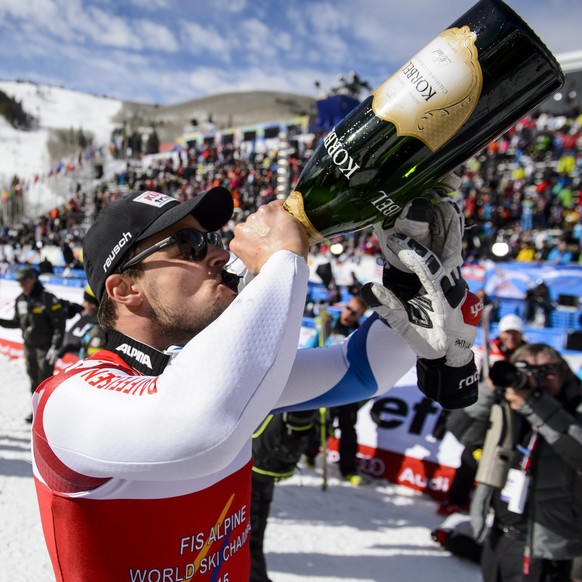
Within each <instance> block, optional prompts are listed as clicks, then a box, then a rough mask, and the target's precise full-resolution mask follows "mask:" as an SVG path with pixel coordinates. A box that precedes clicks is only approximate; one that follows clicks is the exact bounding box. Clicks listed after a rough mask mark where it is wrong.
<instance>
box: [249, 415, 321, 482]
mask: <svg viewBox="0 0 582 582" xmlns="http://www.w3.org/2000/svg"><path fill="white" fill-rule="evenodd" d="M317 415H319V410H305V411H297V412H281V413H279V414H270V415H269V416H268V417H267V418H266V419H265V421H264V422H262V423H261V426H259V427H258V429H257V430H256V431H255V432H254V433H253V478H254V479H259V480H264V481H272V480H275V481H281V480H283V479H288V478H289V477H291V476H292V475H293V473H295V469H296V468H297V463H298V462H299V459H300V458H301V455H302V454H303V453H304V452H305V451H306V449H307V447H308V446H309V444H310V442H311V437H312V435H313V433H314V431H315V430H316V428H315V419H316V416H317Z"/></svg>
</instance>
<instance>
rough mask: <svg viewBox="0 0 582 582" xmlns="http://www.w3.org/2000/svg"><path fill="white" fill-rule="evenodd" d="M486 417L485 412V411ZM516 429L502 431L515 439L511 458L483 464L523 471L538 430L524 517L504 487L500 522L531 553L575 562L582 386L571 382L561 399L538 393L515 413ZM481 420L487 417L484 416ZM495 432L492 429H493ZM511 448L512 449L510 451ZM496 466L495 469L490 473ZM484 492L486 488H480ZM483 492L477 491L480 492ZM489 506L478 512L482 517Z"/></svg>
mask: <svg viewBox="0 0 582 582" xmlns="http://www.w3.org/2000/svg"><path fill="white" fill-rule="evenodd" d="M482 412H483V414H485V409H484V408H483V409H482ZM511 414H512V415H513V416H514V417H515V418H514V420H515V424H516V426H517V427H519V429H518V430H516V431H509V430H508V428H507V427H503V428H502V430H501V433H502V434H503V435H505V436H504V438H507V437H509V438H513V447H512V448H513V451H514V453H513V457H512V458H510V459H508V460H506V458H505V457H500V456H495V457H493V458H491V459H489V458H486V456H485V454H484V455H483V457H482V458H481V460H480V463H481V464H484V463H502V462H505V463H507V462H508V461H509V463H510V466H511V467H512V468H519V467H520V463H521V460H522V458H523V452H524V450H525V449H526V447H527V446H528V443H530V442H531V438H532V431H533V429H534V427H535V431H537V440H536V445H535V449H534V450H533V451H532V454H531V467H530V468H529V469H528V471H529V474H530V478H531V484H530V486H529V491H528V495H527V500H526V505H525V508H524V512H523V514H517V513H513V512H510V511H509V510H508V509H507V501H504V500H503V499H502V497H501V491H500V489H497V488H496V489H494V490H493V496H492V497H490V499H489V502H492V504H493V507H494V508H495V514H496V520H497V521H498V522H499V523H501V525H503V526H510V527H513V528H515V529H516V530H518V531H520V532H522V534H523V536H524V539H526V541H527V544H528V546H529V547H530V549H531V555H532V557H535V558H545V559H548V560H571V559H573V558H575V557H576V556H579V555H581V554H582V388H581V385H580V381H579V380H577V379H576V380H572V381H571V382H569V383H568V384H566V385H565V386H564V388H563V389H562V395H561V396H560V398H559V399H555V398H552V397H551V396H550V395H549V394H547V393H546V392H545V391H542V390H537V389H534V390H532V394H531V396H529V397H528V399H527V401H526V402H525V404H524V405H523V406H522V407H521V408H520V411H519V413H515V412H512V413H511ZM482 418H483V417H482ZM490 430H493V427H492V428H491V429H490ZM510 448H511V447H510ZM495 469H496V467H495V466H493V467H492V470H495ZM479 487H480V488H482V487H483V485H479ZM478 493H479V490H478ZM488 510H489V506H488V505H486V506H484V507H482V508H480V512H481V514H482V515H481V516H477V517H481V518H482V519H484V518H485V515H486V513H487V512H488Z"/></svg>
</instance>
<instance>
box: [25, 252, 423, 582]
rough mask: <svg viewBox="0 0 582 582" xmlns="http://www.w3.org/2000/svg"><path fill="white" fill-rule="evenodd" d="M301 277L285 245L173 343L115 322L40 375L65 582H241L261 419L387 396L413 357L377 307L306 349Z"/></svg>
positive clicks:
········
ISTRUZIONI DI LAVORO:
Riporta in una tabella Markdown le righe del materiale dall'inizio fino a quella che contiene "box: [249, 415, 321, 482]", questa compresa. Usa le colonne "N." e "Testo", ometti le righe vuote e lascia fuori le immagini.

RISULTATO DELL'ESERCIZIO:
| N. | Testo |
|---|---|
| 1 | Within each <instance> block, optional prompts are listed as clicks, then a box, then a rough mask, and the target's precise full-resolution mask follows "mask:" as an SVG path with pixel coordinates. A box that precedes clicks is only approximate; one that follows clicks is the exact bounding box. Clicks listed after a rough mask mark where it is wrong. |
| 2 | <instance> |
| 3 | box: [249, 415, 321, 482] |